## Work item
Scan the data beneath this task and copy each line that includes "hockey".

## Material shown
============================================================
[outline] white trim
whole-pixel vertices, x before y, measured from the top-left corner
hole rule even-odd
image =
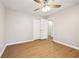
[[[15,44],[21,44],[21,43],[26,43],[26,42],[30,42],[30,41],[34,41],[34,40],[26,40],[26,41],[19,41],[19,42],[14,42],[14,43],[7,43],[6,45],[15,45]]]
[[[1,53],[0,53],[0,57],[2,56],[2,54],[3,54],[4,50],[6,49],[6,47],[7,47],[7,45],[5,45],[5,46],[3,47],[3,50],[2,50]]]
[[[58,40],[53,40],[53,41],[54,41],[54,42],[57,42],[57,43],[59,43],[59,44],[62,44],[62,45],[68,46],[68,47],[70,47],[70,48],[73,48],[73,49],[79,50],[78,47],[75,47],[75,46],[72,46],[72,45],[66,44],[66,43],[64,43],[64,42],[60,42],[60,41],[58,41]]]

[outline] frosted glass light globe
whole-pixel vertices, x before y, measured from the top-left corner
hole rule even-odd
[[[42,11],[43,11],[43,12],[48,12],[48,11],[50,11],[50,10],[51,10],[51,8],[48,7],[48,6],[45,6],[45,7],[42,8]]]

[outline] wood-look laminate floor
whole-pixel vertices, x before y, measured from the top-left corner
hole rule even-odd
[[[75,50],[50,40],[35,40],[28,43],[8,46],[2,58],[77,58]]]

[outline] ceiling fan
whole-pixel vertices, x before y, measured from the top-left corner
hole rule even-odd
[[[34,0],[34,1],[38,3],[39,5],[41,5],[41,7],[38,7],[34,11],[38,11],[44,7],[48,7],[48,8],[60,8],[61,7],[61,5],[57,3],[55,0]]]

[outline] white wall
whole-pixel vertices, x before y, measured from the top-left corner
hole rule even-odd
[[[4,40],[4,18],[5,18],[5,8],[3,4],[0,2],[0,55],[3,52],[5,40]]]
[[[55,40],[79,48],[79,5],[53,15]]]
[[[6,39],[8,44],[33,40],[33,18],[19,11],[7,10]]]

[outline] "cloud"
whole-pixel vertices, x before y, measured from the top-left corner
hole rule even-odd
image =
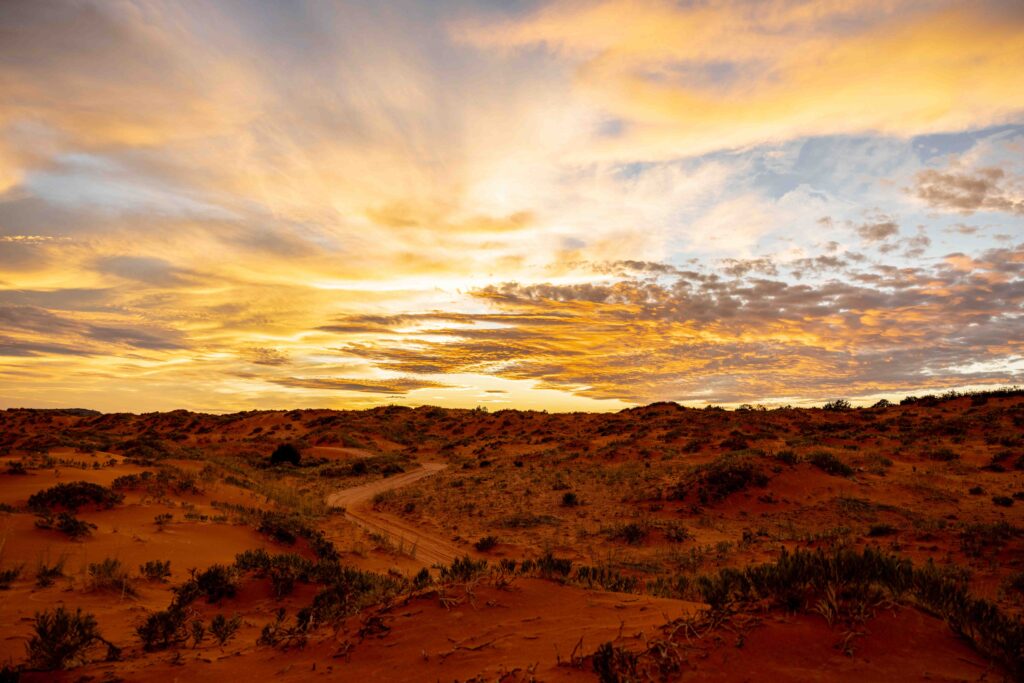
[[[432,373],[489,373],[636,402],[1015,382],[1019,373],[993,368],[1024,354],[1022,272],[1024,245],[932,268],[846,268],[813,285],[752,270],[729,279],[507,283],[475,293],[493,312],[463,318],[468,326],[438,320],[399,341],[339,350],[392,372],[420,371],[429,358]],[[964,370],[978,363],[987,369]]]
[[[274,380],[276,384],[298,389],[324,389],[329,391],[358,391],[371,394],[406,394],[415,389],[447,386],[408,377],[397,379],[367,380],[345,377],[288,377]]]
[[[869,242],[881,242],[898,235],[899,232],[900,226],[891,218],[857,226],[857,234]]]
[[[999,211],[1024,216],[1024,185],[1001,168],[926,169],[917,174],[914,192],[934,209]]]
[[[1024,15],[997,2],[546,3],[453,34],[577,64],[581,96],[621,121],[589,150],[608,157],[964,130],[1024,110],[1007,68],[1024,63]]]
============================================================
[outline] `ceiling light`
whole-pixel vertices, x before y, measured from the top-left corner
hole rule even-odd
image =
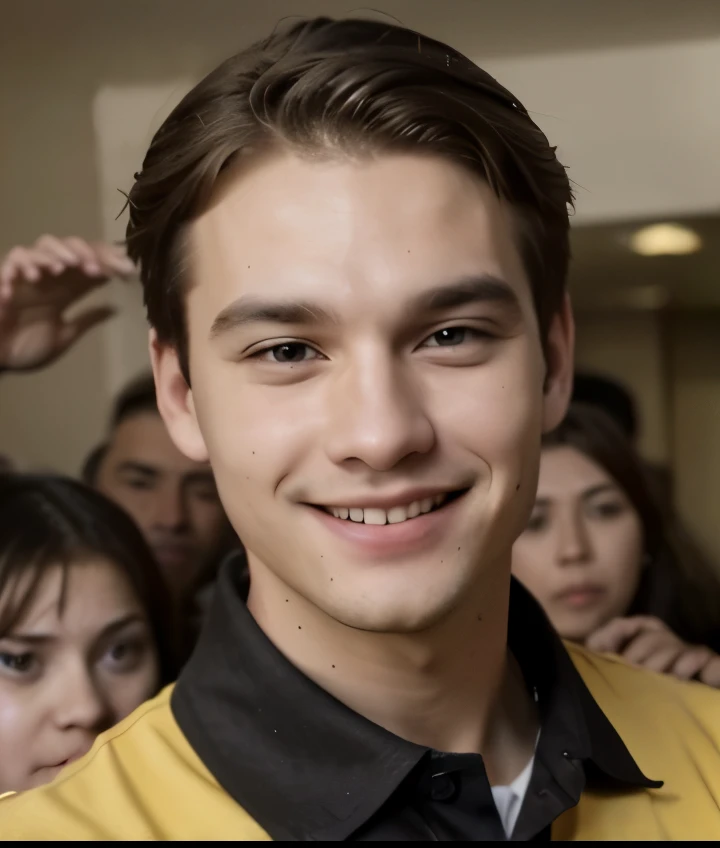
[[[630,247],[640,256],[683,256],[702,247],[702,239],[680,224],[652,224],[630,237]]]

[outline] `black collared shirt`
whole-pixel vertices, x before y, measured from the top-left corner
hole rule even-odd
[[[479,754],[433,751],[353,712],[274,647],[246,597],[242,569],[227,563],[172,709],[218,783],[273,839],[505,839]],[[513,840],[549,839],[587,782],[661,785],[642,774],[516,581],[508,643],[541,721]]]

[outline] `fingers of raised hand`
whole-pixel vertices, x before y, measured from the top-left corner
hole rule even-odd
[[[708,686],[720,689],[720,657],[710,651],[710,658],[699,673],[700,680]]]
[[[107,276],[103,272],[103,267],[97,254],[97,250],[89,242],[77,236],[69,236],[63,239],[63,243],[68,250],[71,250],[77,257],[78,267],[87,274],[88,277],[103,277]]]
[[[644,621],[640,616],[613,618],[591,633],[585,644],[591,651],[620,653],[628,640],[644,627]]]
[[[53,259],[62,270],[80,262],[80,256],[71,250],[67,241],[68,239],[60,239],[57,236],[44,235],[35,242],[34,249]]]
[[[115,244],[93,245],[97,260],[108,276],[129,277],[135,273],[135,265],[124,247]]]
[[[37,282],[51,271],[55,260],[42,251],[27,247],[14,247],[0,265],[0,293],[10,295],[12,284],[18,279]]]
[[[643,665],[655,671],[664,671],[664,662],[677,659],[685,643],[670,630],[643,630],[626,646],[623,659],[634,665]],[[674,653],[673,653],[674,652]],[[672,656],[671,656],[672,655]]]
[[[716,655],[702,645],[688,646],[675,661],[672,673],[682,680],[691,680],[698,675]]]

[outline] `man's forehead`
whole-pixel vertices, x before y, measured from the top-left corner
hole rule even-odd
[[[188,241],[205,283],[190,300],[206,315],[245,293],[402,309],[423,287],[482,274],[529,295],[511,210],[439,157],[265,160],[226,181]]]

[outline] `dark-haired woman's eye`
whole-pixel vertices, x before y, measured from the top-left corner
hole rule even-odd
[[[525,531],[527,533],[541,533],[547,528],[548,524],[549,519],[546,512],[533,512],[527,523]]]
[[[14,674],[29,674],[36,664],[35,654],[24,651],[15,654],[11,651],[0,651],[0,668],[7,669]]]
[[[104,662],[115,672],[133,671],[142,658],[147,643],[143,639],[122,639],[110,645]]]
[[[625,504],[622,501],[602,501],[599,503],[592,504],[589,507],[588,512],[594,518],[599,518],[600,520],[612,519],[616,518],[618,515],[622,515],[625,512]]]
============================================================
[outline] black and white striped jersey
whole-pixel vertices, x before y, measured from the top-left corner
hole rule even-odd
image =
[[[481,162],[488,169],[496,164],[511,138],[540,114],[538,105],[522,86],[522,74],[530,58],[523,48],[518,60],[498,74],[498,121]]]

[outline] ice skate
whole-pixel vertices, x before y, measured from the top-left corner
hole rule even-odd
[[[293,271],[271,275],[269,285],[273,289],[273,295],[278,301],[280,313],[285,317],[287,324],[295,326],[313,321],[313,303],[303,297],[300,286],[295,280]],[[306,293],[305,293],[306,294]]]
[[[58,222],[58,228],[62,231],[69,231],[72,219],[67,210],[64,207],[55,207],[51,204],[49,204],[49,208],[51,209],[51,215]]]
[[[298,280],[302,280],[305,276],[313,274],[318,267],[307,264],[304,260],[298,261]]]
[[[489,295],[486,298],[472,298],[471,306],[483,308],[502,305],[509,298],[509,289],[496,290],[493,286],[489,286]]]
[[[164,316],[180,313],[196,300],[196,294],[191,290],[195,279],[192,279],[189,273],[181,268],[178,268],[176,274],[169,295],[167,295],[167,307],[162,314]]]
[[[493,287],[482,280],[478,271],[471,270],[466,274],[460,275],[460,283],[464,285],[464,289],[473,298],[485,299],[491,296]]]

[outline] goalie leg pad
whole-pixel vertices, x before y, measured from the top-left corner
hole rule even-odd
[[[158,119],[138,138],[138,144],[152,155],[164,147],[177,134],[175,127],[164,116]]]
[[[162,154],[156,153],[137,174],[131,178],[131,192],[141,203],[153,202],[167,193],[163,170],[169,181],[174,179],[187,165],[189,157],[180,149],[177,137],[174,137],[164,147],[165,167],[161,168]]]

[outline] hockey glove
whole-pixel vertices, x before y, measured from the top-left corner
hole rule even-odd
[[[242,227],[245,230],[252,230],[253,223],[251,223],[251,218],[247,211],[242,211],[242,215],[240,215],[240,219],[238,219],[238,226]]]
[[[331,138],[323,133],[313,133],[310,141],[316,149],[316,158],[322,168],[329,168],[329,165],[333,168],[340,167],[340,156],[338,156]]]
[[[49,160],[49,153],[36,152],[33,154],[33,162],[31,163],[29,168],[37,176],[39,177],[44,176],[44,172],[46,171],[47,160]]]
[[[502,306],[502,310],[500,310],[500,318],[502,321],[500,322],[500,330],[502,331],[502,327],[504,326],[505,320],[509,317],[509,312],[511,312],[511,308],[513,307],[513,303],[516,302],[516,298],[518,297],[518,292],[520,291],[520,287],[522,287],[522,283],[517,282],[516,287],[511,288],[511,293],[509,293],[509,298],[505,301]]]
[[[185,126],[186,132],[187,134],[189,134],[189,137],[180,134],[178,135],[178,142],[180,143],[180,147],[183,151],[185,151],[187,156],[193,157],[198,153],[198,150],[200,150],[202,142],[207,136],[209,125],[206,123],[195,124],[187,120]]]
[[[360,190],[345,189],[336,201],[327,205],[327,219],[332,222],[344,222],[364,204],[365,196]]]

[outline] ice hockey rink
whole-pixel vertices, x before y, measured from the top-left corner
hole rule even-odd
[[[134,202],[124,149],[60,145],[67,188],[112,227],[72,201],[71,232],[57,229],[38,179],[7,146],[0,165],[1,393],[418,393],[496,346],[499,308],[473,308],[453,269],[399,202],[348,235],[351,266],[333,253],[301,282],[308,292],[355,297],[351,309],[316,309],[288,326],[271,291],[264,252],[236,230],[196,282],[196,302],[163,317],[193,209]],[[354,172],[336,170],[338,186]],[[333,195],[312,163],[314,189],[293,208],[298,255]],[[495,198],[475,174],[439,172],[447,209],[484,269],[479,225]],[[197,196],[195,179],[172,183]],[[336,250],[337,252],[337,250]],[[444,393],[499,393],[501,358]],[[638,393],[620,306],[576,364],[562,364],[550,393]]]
============================================================
## Task answer
[outline] hockey glove
[outline] ice hockey rink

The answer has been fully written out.